Start of Block

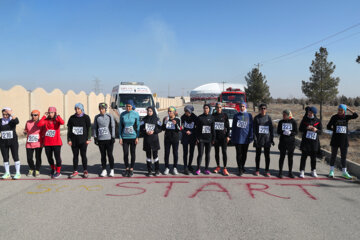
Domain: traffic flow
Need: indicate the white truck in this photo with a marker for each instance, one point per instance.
(136, 91)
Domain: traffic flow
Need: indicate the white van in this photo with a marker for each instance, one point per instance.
(138, 92)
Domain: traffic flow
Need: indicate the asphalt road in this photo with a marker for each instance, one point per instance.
(178, 207)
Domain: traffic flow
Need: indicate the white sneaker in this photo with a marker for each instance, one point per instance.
(103, 173)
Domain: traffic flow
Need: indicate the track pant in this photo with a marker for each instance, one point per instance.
(175, 147)
(223, 145)
(188, 151)
(267, 158)
(304, 156)
(201, 147)
(282, 159)
(334, 151)
(14, 148)
(106, 148)
(82, 149)
(129, 143)
(56, 151)
(241, 155)
(30, 158)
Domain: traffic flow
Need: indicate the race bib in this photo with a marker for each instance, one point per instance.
(149, 127)
(206, 129)
(311, 135)
(264, 129)
(189, 125)
(170, 125)
(287, 126)
(103, 131)
(241, 124)
(341, 129)
(219, 126)
(129, 130)
(50, 133)
(7, 135)
(78, 130)
(33, 138)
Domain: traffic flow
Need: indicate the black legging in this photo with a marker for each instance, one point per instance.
(175, 147)
(241, 155)
(290, 153)
(82, 149)
(126, 144)
(267, 158)
(106, 147)
(343, 151)
(223, 145)
(304, 156)
(14, 148)
(201, 147)
(30, 158)
(49, 150)
(188, 151)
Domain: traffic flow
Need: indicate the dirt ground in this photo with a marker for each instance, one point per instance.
(275, 111)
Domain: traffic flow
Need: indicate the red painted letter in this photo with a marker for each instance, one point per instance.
(122, 185)
(202, 189)
(265, 187)
(168, 187)
(301, 186)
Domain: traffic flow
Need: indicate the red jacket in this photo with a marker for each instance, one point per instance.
(52, 130)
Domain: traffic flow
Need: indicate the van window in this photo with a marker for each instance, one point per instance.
(140, 100)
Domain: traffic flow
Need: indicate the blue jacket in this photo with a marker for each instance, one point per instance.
(129, 126)
(242, 128)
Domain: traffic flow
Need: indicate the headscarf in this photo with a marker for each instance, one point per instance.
(131, 102)
(3, 120)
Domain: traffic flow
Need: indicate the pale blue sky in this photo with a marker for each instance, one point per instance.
(66, 44)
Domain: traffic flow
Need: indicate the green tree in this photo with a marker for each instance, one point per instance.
(257, 90)
(322, 86)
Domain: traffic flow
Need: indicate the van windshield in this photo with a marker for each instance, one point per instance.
(140, 100)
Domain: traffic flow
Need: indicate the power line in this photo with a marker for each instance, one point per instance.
(314, 43)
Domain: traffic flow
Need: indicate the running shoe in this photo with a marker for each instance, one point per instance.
(217, 169)
(6, 176)
(30, 173)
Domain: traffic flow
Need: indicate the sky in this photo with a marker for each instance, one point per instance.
(174, 46)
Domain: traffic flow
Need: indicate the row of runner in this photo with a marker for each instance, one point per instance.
(203, 131)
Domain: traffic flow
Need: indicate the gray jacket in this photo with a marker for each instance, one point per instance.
(104, 127)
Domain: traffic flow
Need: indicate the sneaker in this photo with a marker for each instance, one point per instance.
(17, 176)
(57, 175)
(217, 169)
(103, 173)
(74, 174)
(166, 172)
(6, 176)
(30, 173)
(347, 176)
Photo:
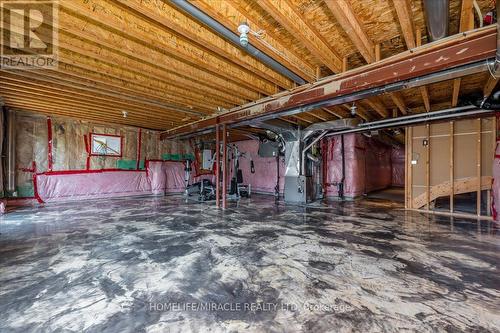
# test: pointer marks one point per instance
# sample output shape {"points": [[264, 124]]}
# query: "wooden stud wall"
{"points": [[437, 174]]}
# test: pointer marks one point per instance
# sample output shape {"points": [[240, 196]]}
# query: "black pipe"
{"points": [[235, 39], [277, 187]]}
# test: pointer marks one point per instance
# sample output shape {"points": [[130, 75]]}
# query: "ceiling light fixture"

End of Block

Problem description:
Pull out all lines in the data above that include "output".

Response area:
# sample output shape {"points": [[264, 124]]}
# sample output shape {"points": [[240, 196]]}
# sample output shape {"points": [[130, 75]]}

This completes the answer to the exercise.